- _Activity_: Search the entries below for the word "black" and copy every line where it appears.

*** Opening The data ***

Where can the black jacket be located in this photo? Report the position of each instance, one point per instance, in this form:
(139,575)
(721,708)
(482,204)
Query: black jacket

*** Closing The data ***

- _Response area_:
Where can the black jacket be located in this photo? Report the position of each instance, one point per instance, in this form:
Query: black jacket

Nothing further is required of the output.